:: WORK ORDER 1 ::
Answer these questions from the HBase commit email:
(a) To which branch was the commit pushed?
(b) Who is listed as the author of the commit?
(c) Which model was used to reverify the fix?
:: WORK ORDER 2 ::
Carry the commit email about the HBASE-30111 fix further, starting after its last line.

:: PASSAGE PROVIDED ::

This is an automated email from the ASF dual-hosted git repository.
Apache9 pushed a commit to branch branch-2.6
in repository https://gitbox.apache.org/repos/asf/hbase.git
The following commit(s) were added to refs/heads/branch-2.6 by this push:
new 7e4a75c96a4 HBASE-30111 Fix for flapper TestBlockBytesScannedQuota by
AI (#8117)
7e4a75c96a4 is described below
commit 7e4a75c96a4abc5998abe7868177a647c528448b
Author: Hari Krishna Dara <[email protected]>
AuthorDate: Fri Apr 24 20:39:57 2026 +0530
HBASE-30111 Fix for flapper TestBlockBytesScannedQuota by AI (#8117)
AI tool: Claude Code
AI Model: Sonnet 4.5 (reverified using Opus 4.6 (1M context))

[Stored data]
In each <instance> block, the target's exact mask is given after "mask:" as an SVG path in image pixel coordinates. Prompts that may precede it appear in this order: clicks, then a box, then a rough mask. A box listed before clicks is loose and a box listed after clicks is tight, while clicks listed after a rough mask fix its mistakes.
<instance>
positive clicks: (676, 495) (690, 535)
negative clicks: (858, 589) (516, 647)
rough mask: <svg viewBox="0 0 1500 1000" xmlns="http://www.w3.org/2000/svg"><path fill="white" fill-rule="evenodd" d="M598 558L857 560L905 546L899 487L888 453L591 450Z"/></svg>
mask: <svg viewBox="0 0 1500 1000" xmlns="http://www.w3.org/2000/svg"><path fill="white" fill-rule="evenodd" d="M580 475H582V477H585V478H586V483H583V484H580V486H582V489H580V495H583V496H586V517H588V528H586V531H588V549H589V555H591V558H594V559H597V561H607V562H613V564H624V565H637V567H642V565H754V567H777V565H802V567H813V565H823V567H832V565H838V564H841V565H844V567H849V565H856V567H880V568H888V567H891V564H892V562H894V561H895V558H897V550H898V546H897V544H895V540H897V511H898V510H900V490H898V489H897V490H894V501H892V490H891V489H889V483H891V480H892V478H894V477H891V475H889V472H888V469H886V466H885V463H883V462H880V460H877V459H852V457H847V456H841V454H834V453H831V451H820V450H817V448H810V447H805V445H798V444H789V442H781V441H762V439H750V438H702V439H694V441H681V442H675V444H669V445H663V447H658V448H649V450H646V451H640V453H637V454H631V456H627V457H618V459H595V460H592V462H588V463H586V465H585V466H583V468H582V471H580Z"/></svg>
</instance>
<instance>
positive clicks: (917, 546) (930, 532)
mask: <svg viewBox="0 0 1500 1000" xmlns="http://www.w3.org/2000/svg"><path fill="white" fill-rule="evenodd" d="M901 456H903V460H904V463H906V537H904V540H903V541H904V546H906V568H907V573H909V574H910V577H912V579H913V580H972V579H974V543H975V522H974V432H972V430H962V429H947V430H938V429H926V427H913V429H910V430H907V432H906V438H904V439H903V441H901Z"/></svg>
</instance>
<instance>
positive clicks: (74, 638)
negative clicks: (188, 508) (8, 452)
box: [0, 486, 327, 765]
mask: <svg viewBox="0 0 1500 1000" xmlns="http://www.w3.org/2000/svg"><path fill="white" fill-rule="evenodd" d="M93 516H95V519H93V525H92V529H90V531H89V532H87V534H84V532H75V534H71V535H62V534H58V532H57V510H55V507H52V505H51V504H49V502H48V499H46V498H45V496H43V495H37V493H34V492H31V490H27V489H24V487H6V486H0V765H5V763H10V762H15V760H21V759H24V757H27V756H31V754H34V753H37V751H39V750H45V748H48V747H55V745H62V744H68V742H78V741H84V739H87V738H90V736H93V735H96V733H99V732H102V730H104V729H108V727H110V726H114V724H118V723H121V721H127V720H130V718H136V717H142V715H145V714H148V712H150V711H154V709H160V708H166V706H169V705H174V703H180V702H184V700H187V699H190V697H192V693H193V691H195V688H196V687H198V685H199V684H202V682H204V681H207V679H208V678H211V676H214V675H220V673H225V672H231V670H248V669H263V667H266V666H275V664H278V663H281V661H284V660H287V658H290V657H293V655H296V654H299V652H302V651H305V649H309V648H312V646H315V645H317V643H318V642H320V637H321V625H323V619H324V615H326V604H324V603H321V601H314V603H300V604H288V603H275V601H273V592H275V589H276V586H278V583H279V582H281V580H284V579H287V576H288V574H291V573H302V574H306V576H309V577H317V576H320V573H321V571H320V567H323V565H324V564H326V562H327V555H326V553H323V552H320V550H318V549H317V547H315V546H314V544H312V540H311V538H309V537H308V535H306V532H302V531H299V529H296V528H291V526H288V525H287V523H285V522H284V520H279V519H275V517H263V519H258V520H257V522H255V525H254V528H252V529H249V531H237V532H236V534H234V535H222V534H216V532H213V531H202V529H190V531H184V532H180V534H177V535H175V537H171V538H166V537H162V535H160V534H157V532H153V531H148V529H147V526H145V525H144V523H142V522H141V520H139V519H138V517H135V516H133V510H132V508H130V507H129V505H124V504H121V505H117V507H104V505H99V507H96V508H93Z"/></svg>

:: FINAL ANSWER 1 ::
(a) branch-2.6
(b) Hari Krishna Dara
(c) Opus 4.6 (1M context)

:: FINAL ANSWER 2 ::
Prompt: You need to diagnose the HBase test TestBlockBytesScannedQuota that
is flapping. It had multiple failures and errors in the PR validation build,
but none when I ran locally. The source code is at @../../src/apache/hbase/ and
the logs for good run is at @Good-Run and bad run is at @bad-run. Can you
compare the logs and try to understand why the run failed and look at the code
for a potential fix?
Summary by AI:
The test is flapping due to a **timing/race condition** in the quota system:
1. **5-second timeout too short**: The `testTraffic` method only waited 5
seconds for quotas to take effect
2. **Quota cache not fully propagated**: On slower systems (like CI), the
quota cache refresh can be asynchronous and may not fully propagate in time
3. **Quotas bypassed**: When cache isn't refreshed, the logs show `"bypass
expected false, actual true"`, meaning all requests succeed instead of being
throttled
4. **Insufficient retries**: Each iteration takes ~1.3 seconds, so only 3-4
retries fit in 5 seconds, not enough for the quota system to stabilize
**Bad run pattern:**
- Test expects 1 successful request but gets 5 (all succeed because quotas
not enforced)
- Retries every ~1.3 seconds for 4 attempts
- Times out after 5 seconds with "Waiting timed out after [5,000] msec"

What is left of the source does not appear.